## Consigne 1
D'après le passage retenu, à quelle date Françoise Dolto et Jean-Jacques Moscovitz ont-ils eu leur dialogue au sujet du film Shoah ?
## Consigne 2
Dans le passage retenu, remplacez « autiste » par « capricieux », puis recopiez le texte en commençant à « Or, s’agit-il ici » et en terminant à « ne trompe guère. ».

## Passage retenu

Cela n’a aucune sorte d’intérêt pour personne.

Cela est vulgaire.

Quoiqu’il en soit, le titre générique le plus souvent entendu et lu de la polémique actuelle est : « La fin de l’Enfant-Roi », “enfant-roi”, dont on attribue la maternité dommageable aux théories et aux pratiques de Françoise Dolto, laquelle n’est plus là pour faire face à cette impensable contre-vérité.

À y bien réfléchir, cette entreprise de démolition semblerait être de même nature que le sont les thèses révisionnistes, telles que nous les évoquerons un peu plus loin, à partir du dialogue entre Françoise Dolto, le 30 décembre 1987, huit mois avant qu’elle ne nous quitte pour aller visiter l’autre monde, et Jean-Jacques Moscovitz, au sujet du film de Lanzmann, Shoah, dialogue que j’avais enregistré et que j’ai publié, dont le titre est Dialogue, dont nous aurions attendu qu’il ouvre sur un débat public, lequel n’a jamais pu avoir lieu, il n’intéressait pas grand-monde.

 Dialogue émouvant entre chaque locuteur : Françoise Dolto, d’une tonicité incroyable, faisant fi d’une insuffisance respiratoire ; Jean-Jacques Moscovitz, rendant un hommage bouleversé aux “siens” en même temps qu’à chaque Juif, femme ou homme, disparu.

Dialogue, qui sera évoqué dans la seconde partie de ce texte, avant de donner lieu, enfin,  nous l’espérons, à une analyse critique.

Car une saine critique, de haut-vol, claire dans le ciel, au delà des nuages atteints par les scories du monde moderne : oui.

Mais une polémique qui se distingue par sa “basseur” de vues, autrement dit, basée sur une ignorance délibérée : non.

« La psychanalyse nous enseigne qu’il n’y a ni bien ni mal pour l’inconscient »

Me tenant assez éloignée de ces choses, je n’ai que peu lu la presse actuelle. Je ne retiendrai, au sujet de l’“Enfant-Roi” attribué, “dans son dos”, à Françoise Dolto, que le long dossier, traité honnêtement, si l’on tient compte des informations partielles dont il dispose, par « Le Figaro Magazine ».

À ceci près : dans cet hebdomadaire, les revendications de l’“enfant-roi” sont illustrées par la reproduction de la photo d’un môme prêt à foncer sur tout ce qui bouge si l’on n’accède pas à ses désirs.

Or, s’agit-il ici de l’“enfant-roi” de madame et de monsieur toutlemonde, ou plutôt, sur cette photo, d’un enfant autiste ? Pour qui travaille ou a travaillé auprès de ces enfants, l’expression de ses yeux, de sa bouche, de ses mains, ne trompe guère.

De même, autre photo, le gamin, marchant seul sur un caillouteux chemin de chèvres, dans les Cévennes, que l’on reconnaît nettement à leurs touffus petits chênes verts.

Il est à remarquer qu’étrangement, dans cette polémique, de par les médias en général, la réussite époustouflante, incontestable et incontestée, de Françoise Dolto auprès des enfants autistes - et de leurs parents - n’est pas abordée.

## Données disponibles
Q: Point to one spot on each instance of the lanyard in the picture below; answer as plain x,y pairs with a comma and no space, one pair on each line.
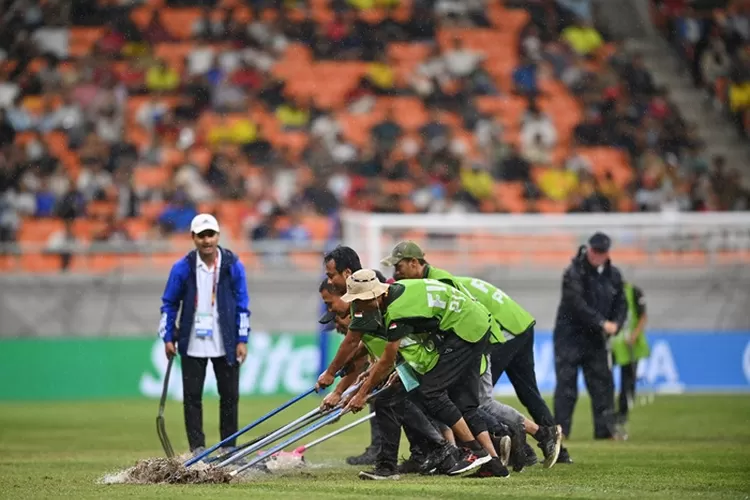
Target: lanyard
214,285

## Réponse attendue 1
Le 30 décembre 1987.

## Réponse attendue 2
Or, s’agit-il ici de l’“enfant-roi” de madame et de monsieur toutlemonde, ou plutôt, sur cette photo, d’un enfant capricieux ? Pour qui travaille ou a travaillé auprès de ces enfants, l’expression de ses yeux, de sa bouche, de ses mains, ne trompe guère.